# [TASK GOAL]
Reprint every line of the data, keeping each character intact.

# [RECORD SET]
- - -
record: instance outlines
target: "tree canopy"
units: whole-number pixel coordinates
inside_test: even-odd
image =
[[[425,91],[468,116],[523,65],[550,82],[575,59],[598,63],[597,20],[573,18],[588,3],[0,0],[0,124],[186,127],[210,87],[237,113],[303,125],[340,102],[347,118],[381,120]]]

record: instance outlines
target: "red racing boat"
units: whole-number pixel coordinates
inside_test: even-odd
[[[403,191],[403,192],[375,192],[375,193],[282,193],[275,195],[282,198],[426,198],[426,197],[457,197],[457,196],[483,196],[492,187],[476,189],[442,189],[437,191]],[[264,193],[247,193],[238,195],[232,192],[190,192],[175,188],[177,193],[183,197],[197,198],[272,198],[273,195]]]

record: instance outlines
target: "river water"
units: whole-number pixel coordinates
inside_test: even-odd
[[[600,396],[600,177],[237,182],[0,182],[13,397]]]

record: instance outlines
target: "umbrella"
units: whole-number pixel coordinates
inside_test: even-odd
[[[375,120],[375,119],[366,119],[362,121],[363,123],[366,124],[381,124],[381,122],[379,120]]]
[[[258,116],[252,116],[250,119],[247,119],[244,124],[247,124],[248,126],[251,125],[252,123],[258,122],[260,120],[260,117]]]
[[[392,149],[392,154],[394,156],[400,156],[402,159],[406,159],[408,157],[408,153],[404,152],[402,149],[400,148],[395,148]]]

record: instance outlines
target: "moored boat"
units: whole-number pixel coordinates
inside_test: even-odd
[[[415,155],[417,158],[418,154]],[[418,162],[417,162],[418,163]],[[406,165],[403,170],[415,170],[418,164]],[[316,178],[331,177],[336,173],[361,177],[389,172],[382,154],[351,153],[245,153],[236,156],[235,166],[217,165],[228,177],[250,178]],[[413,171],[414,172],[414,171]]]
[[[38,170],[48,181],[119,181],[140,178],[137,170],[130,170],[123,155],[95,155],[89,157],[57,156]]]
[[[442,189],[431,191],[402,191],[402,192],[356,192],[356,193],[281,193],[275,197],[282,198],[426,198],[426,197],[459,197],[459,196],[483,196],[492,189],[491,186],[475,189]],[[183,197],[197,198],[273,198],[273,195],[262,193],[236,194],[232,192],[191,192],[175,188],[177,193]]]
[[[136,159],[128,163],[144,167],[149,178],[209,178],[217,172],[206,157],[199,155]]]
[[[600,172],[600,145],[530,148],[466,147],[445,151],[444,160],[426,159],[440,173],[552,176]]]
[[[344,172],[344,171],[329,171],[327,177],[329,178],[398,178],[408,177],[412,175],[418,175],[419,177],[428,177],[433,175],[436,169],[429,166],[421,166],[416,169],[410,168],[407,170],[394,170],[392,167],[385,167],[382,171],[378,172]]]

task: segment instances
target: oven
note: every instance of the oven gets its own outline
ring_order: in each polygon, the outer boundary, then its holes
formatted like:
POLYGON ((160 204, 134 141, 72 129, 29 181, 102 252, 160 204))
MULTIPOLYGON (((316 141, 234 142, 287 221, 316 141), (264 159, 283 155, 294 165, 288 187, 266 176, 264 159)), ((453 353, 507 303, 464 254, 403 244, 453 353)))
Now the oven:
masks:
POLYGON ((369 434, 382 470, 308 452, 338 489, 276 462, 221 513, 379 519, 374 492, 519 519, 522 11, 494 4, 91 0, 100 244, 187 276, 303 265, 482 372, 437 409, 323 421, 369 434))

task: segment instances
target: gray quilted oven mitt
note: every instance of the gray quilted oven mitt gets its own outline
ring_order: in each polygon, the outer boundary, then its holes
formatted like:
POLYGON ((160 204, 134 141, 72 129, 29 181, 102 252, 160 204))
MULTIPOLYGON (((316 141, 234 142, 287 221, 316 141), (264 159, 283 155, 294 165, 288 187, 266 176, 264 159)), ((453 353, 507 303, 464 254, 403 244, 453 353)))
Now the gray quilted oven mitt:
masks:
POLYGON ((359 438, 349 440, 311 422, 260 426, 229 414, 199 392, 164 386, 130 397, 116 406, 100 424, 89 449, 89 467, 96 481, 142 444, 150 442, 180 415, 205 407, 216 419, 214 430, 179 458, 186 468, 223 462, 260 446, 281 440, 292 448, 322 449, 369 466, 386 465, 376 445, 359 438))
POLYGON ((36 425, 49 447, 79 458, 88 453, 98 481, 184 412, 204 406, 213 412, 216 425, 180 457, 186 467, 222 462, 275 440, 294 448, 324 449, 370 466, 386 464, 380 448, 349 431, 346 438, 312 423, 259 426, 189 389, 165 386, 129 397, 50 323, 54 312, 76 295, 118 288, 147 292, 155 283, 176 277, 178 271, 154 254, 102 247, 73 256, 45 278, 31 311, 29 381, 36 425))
- - -
# [EXERCISE ANSWER]
record: instance outlines
target: "tree canopy"
units: whole-number pixel coordinates
inside_test: even-odd
image =
[[[425,91],[468,116],[523,65],[550,82],[575,59],[598,63],[597,20],[573,18],[588,3],[0,0],[0,124],[186,127],[210,87],[237,113],[303,125],[340,102],[347,118],[381,120]]]

record: instance outlines
target: "red racing boat"
units: whole-number pixel coordinates
inside_test: even-odd
[[[403,191],[403,192],[375,192],[375,193],[282,193],[275,195],[282,198],[426,198],[426,197],[457,197],[457,196],[483,196],[492,187],[476,189],[442,189],[437,191]],[[264,193],[247,193],[238,195],[232,192],[190,192],[175,188],[177,193],[183,197],[197,198],[272,198],[273,195]]]

record: instance outlines
target: "river water"
units: whole-number pixel coordinates
inside_test: even-odd
[[[600,396],[600,177],[237,182],[0,182],[13,397]]]

record: instance outlines
target: "umbrella"
units: whole-number pixel coordinates
inside_test: even-odd
[[[375,120],[375,119],[366,119],[362,121],[363,123],[366,124],[381,124],[381,122],[379,120]]]
[[[258,116],[252,116],[250,119],[247,119],[244,124],[247,124],[248,126],[251,125],[252,123],[258,122],[260,120],[260,117]]]
[[[392,149],[392,154],[394,156],[400,156],[402,159],[406,159],[408,157],[408,153],[404,152],[402,149],[400,148],[395,148]]]

record: instance outlines
target: "moored boat"
units: whole-number pixel coordinates
inside_test: even-odd
[[[415,155],[417,158],[418,154]],[[418,162],[417,162],[418,163]],[[406,165],[403,170],[415,170],[418,164]],[[316,178],[331,177],[336,173],[361,177],[389,172],[382,154],[351,153],[245,153],[236,156],[235,166],[217,165],[228,177],[250,178]],[[413,171],[414,172],[414,171]]]
[[[38,170],[48,181],[119,181],[140,178],[137,170],[130,170],[123,155],[95,155],[89,157],[57,156]]]
[[[442,189],[431,191],[402,191],[402,192],[356,192],[356,193],[281,193],[275,197],[282,198],[426,198],[426,197],[459,197],[459,196],[483,196],[492,189],[491,186],[475,189]],[[183,197],[197,198],[273,198],[273,195],[262,193],[236,194],[232,192],[191,192],[175,188],[177,193]]]
[[[136,159],[128,163],[144,167],[149,178],[209,178],[217,172],[206,157],[199,155]]]
[[[600,172],[600,145],[530,148],[466,147],[445,151],[444,160],[426,159],[440,173],[552,176]]]
[[[344,172],[344,171],[329,171],[327,177],[329,178],[398,178],[408,177],[412,175],[418,175],[419,177],[428,177],[433,175],[436,169],[429,166],[421,166],[416,169],[410,168],[407,170],[394,170],[392,167],[385,167],[382,171],[378,172]]]

task: segment instances
target: oven
note: every instance of the oven gets its own outline
ring_order: in each polygon, the outer boundary, then its holes
formatted like:
POLYGON ((160 204, 134 141, 72 129, 29 181, 102 252, 160 204))
MULTIPOLYGON (((316 141, 234 142, 287 221, 316 141), (264 159, 283 155, 294 165, 288 187, 266 176, 264 159)), ((453 353, 507 303, 464 254, 403 244, 453 353)))
Now the oven:
masks:
POLYGON ((369 434, 382 470, 308 452, 338 489, 276 462, 221 513, 379 519, 374 492, 519 519, 522 11, 494 4, 91 0, 100 244, 187 276, 303 265, 482 372, 437 409, 323 421, 369 434))

task: segment instances
target: gray quilted oven mitt
note: every instance of the gray quilted oven mitt gets its own outline
ring_order: in each polygon, the outer boundary, then its holes
formatted like:
POLYGON ((160 204, 134 141, 72 129, 29 181, 102 252, 160 204))
MULTIPOLYGON (((316 141, 234 142, 287 221, 316 141), (264 159, 283 155, 294 165, 288 187, 266 176, 264 159)), ((453 353, 507 303, 464 254, 403 244, 453 353)))
Now the gray quilted oven mitt:
masks:
POLYGON ((359 438, 349 440, 311 422, 260 426, 229 414, 199 392, 164 386, 130 397, 116 406, 100 424, 89 449, 89 467, 96 481, 142 444, 150 442, 180 415, 205 407, 216 419, 214 430, 179 458, 186 468, 223 462, 260 446, 281 440, 292 448, 322 449, 369 466, 386 465, 376 445, 359 438))
POLYGON ((36 425, 49 447, 79 458, 88 453, 98 481, 184 412, 204 406, 213 412, 216 425, 180 457, 186 467, 222 462, 275 440, 294 448, 324 449, 370 466, 386 464, 380 448, 349 431, 346 438, 312 423, 259 426, 189 389, 165 386, 129 397, 50 323, 54 312, 76 295, 118 288, 147 292, 155 283, 176 277, 178 271, 154 254, 102 247, 73 256, 45 278, 31 311, 29 381, 36 425))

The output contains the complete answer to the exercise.